• **Task to complete**
Please print exactly the lines running from the one that contains "Expected behaviour: the pointer places one marker on the hooked" to the end of the data, with both lines included.

• **Material**
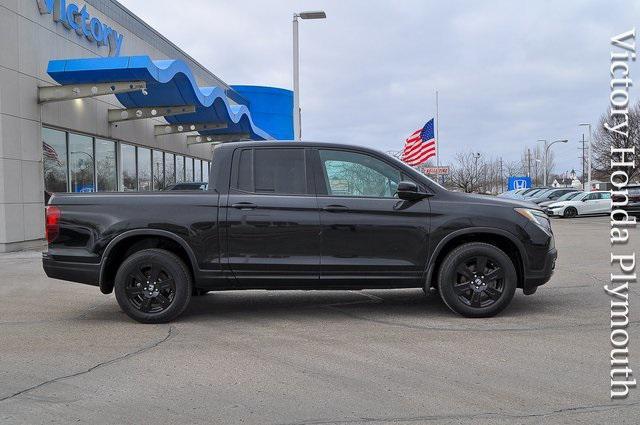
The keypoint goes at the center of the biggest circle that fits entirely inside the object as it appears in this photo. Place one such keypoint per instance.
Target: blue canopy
(171, 83)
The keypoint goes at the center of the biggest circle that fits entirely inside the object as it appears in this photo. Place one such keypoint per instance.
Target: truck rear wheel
(153, 286)
(477, 280)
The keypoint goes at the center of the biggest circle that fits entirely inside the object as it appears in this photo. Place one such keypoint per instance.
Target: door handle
(244, 205)
(335, 208)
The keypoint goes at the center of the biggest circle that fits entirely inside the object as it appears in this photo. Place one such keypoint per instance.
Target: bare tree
(604, 140)
(464, 173)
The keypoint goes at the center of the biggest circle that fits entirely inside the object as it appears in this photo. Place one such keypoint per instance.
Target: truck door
(272, 218)
(369, 236)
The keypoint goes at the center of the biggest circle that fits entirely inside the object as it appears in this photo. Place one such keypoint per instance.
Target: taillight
(53, 223)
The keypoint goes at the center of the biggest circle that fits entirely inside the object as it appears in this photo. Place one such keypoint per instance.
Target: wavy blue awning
(171, 83)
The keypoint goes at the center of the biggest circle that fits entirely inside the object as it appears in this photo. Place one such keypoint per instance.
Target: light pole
(589, 158)
(318, 14)
(535, 176)
(476, 157)
(546, 156)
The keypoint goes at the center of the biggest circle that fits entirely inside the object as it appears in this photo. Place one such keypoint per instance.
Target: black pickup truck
(299, 215)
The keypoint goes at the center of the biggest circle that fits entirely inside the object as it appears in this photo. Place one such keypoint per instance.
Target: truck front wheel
(477, 280)
(153, 286)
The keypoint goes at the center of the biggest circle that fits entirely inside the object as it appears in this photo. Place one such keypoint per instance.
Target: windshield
(431, 181)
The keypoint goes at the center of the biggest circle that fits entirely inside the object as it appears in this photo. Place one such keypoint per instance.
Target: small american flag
(420, 146)
(50, 153)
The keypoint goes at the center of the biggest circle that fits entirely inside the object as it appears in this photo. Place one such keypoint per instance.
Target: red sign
(438, 171)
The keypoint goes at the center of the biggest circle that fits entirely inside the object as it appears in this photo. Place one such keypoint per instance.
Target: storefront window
(169, 169)
(128, 179)
(205, 171)
(188, 169)
(197, 170)
(179, 168)
(54, 154)
(144, 169)
(106, 165)
(81, 163)
(158, 170)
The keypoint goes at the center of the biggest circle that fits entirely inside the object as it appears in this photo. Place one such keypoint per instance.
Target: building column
(21, 181)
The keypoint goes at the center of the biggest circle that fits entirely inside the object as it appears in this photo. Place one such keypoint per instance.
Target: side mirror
(409, 191)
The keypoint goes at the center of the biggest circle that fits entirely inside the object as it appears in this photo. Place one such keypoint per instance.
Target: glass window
(81, 163)
(245, 171)
(354, 174)
(279, 171)
(144, 169)
(197, 170)
(205, 171)
(158, 170)
(54, 160)
(169, 169)
(128, 177)
(179, 168)
(188, 169)
(106, 166)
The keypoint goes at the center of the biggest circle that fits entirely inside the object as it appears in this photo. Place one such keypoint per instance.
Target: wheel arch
(502, 239)
(132, 241)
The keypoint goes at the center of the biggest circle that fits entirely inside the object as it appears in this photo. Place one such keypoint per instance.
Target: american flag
(420, 146)
(50, 153)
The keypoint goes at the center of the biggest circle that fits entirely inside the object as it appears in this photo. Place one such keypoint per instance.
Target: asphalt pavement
(68, 354)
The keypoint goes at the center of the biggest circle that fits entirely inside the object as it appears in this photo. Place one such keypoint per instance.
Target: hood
(558, 204)
(494, 200)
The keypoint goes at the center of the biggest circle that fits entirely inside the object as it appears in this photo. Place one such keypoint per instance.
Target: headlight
(538, 217)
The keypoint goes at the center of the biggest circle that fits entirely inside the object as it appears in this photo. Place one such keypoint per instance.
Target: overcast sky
(508, 72)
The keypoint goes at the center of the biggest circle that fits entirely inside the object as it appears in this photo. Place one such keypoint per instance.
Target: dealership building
(94, 99)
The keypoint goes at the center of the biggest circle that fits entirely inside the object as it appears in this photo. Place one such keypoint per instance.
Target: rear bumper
(535, 278)
(87, 273)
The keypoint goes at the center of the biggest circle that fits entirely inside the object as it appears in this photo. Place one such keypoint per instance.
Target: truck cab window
(354, 174)
(272, 171)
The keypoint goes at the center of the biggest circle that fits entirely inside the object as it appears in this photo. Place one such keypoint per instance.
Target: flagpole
(437, 133)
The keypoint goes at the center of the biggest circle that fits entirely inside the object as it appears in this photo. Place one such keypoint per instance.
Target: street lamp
(476, 157)
(589, 158)
(316, 14)
(546, 156)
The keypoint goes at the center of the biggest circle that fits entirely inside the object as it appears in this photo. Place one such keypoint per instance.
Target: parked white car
(598, 202)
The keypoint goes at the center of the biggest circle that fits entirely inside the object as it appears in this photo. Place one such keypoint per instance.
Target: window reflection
(54, 160)
(129, 175)
(144, 169)
(106, 165)
(81, 163)
(158, 170)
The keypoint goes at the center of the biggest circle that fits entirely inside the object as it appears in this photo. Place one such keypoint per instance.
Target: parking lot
(69, 354)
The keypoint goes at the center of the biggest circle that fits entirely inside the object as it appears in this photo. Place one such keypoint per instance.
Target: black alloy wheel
(477, 280)
(153, 286)
(150, 288)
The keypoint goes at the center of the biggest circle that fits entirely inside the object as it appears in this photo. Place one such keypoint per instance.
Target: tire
(167, 296)
(471, 292)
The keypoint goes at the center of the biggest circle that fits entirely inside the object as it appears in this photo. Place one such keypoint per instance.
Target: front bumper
(535, 278)
(87, 273)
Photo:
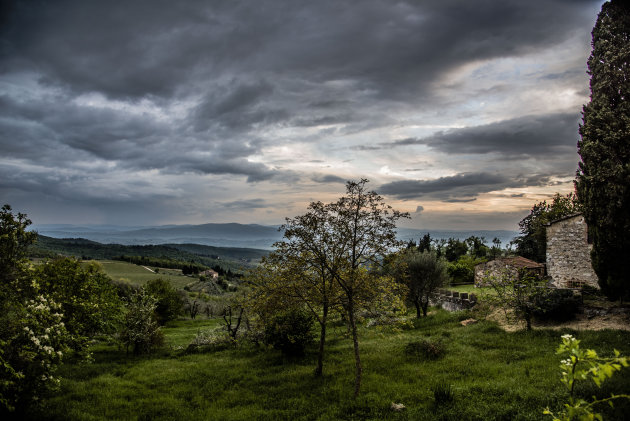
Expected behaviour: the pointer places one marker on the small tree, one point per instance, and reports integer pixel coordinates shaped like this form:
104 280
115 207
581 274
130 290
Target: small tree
169 302
423 273
603 177
33 338
88 298
362 231
584 364
140 330
532 243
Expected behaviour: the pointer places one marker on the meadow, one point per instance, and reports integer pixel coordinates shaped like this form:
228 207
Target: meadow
492 375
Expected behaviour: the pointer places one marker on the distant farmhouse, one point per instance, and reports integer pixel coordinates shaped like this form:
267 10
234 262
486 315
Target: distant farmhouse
209 274
515 266
569 253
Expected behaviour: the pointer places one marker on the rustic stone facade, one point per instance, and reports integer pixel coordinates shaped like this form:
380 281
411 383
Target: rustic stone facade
569 253
514 266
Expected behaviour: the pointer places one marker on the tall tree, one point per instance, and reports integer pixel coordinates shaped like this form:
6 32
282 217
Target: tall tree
423 272
532 243
363 228
603 176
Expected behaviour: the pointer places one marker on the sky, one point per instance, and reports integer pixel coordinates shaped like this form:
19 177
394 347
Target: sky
462 113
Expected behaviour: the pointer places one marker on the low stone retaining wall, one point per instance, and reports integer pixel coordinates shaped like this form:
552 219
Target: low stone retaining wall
453 300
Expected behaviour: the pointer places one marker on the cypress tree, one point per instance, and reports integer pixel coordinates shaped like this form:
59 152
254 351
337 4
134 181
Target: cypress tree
603 176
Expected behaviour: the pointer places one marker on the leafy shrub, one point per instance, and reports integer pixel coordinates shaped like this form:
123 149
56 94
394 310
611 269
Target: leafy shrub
169 302
140 330
37 341
211 340
426 349
443 394
290 331
557 305
88 298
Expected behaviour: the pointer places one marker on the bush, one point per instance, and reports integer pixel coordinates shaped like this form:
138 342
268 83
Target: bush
558 305
37 341
169 302
88 298
426 349
443 394
211 340
140 330
290 331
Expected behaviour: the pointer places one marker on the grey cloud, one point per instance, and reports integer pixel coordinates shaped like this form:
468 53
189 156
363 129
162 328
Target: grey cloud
532 136
328 178
472 199
64 134
246 204
460 187
162 48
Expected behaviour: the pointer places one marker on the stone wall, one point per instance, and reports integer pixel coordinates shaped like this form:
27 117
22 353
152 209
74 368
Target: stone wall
569 254
453 300
511 267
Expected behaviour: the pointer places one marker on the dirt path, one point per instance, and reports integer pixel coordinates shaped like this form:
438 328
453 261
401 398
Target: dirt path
582 321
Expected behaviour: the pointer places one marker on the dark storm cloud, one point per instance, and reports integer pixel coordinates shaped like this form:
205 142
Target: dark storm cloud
66 135
246 204
460 187
532 136
163 48
201 87
329 178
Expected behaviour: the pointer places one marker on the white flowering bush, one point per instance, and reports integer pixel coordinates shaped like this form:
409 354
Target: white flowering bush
34 343
140 330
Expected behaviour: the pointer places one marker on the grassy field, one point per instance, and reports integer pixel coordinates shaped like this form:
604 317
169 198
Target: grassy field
494 375
138 275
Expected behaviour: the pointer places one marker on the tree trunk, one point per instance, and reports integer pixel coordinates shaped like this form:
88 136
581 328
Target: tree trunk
418 314
322 341
355 341
528 319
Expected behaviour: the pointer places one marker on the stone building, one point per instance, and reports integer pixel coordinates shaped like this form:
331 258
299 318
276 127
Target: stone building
569 253
513 265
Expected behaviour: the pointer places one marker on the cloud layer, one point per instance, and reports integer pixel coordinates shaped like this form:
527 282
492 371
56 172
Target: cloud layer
234 110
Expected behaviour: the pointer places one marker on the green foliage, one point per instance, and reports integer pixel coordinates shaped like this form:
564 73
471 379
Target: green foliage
603 177
443 394
36 340
330 257
33 337
463 270
426 349
532 243
581 365
290 331
423 273
14 243
170 303
518 296
140 330
488 373
557 305
89 302
217 339
454 249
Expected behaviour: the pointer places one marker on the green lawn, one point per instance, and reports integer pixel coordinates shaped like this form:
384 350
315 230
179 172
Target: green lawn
138 275
495 375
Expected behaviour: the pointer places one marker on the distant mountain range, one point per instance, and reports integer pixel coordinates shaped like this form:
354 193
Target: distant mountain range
223 235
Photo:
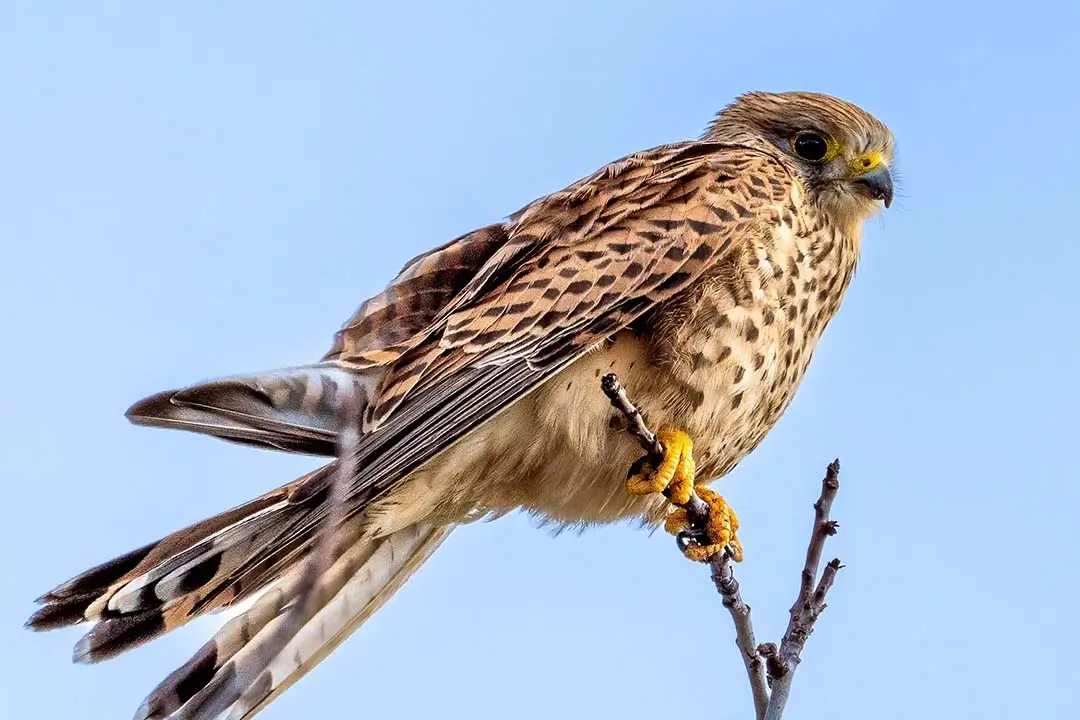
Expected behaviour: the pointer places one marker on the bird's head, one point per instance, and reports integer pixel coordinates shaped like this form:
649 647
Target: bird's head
841 152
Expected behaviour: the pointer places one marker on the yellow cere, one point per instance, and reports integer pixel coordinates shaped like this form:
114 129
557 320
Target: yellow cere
867 162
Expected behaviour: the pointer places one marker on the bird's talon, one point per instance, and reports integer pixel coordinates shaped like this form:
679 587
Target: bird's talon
673 476
702 544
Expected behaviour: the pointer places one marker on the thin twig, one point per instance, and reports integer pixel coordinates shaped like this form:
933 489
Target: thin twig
727 585
697 510
811 598
770 668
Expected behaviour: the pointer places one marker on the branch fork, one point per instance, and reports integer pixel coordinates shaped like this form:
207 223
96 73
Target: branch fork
770 667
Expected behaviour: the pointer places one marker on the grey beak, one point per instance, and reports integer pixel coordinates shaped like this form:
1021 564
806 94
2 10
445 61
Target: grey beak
877 184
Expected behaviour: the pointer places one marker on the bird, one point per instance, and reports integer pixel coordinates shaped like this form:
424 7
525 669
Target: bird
701 272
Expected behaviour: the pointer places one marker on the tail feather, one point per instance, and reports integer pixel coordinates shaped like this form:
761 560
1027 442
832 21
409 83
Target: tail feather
146 593
258 654
390 567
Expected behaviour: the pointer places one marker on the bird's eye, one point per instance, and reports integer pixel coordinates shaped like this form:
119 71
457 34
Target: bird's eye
810 146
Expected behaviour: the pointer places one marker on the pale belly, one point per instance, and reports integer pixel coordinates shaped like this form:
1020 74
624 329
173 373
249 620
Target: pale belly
555 452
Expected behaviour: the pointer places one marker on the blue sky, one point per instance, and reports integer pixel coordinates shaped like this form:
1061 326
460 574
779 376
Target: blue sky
193 190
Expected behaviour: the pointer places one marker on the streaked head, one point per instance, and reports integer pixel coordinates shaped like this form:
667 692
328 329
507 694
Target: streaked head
841 152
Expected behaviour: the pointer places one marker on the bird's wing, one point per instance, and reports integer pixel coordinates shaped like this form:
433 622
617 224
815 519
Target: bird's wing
574 268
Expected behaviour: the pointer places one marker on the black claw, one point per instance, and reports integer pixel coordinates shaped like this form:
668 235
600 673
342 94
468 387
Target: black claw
638 466
684 538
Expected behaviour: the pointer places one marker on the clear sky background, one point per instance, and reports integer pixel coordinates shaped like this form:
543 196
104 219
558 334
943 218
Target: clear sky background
198 189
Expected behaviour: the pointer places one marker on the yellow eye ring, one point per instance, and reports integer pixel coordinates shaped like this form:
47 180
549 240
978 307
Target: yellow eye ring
813 147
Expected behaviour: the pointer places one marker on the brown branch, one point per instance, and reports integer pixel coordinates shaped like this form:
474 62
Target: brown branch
769 668
811 598
724 578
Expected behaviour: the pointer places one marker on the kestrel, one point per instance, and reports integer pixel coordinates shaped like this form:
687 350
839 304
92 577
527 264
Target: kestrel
703 273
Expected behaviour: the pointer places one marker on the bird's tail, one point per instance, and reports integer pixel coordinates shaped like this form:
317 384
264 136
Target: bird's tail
257 655
301 552
258 548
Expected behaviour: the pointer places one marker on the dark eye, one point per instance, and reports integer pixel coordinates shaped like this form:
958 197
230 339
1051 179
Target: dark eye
810 146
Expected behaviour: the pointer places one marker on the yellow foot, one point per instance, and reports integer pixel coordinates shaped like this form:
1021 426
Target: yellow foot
718 533
674 477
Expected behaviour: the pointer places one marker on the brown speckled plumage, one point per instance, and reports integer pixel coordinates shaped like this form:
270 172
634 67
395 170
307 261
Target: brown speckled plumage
702 272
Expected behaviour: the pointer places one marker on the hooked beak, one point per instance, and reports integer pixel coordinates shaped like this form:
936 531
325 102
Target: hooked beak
876 184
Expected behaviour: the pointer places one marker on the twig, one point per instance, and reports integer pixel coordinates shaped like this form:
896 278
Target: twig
770 668
724 578
697 510
811 598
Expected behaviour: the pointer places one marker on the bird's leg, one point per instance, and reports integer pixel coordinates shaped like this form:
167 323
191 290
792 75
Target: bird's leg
701 534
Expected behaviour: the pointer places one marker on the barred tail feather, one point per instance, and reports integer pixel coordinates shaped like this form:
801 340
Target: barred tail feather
258 654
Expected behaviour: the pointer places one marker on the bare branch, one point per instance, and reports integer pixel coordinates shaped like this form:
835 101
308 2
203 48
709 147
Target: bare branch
811 598
724 578
769 667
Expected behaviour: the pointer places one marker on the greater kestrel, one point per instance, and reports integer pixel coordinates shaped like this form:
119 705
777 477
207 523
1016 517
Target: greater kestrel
701 272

• **Written answer**
Expected behaviour: the pointer places one marker on the hooked beak, one point per instance, and reports integer pixel coordinates shaped like this form:
936 531
325 102
Target: hooked beak
876 184
Expected behaviour: the pointer places one marker on the twig, one point per instance, and reports integer pixel coordinates shaped like this form:
896 278
Target: twig
770 668
724 578
697 510
811 598
Expected behaviour: the pointer places one marker on the bird's leg, one point per instance, and reports integer pixel coordinates shaped like this form:
167 323
191 290
792 75
Target: bird's leg
701 534
Expected behaviour: the pointer places one marker on the barred tail feather, one point per instance, and reports integer pixel coordinates shaped like this form:
801 340
Target: barred tail feather
258 654
Expected behaviour: the pointer places one marker on the bare branch, one point per instance, and reports integer pixel coordinates shaped like this form:
835 101
308 2
203 48
709 147
Target: bare branch
811 598
724 578
769 667
Expected behaviour: the pointer places one marker on the greater kestrel, one point per instance, and reports integer pixel coordinates shaped like this form:
119 705
777 477
207 523
1016 517
Target: greater kestrel
701 272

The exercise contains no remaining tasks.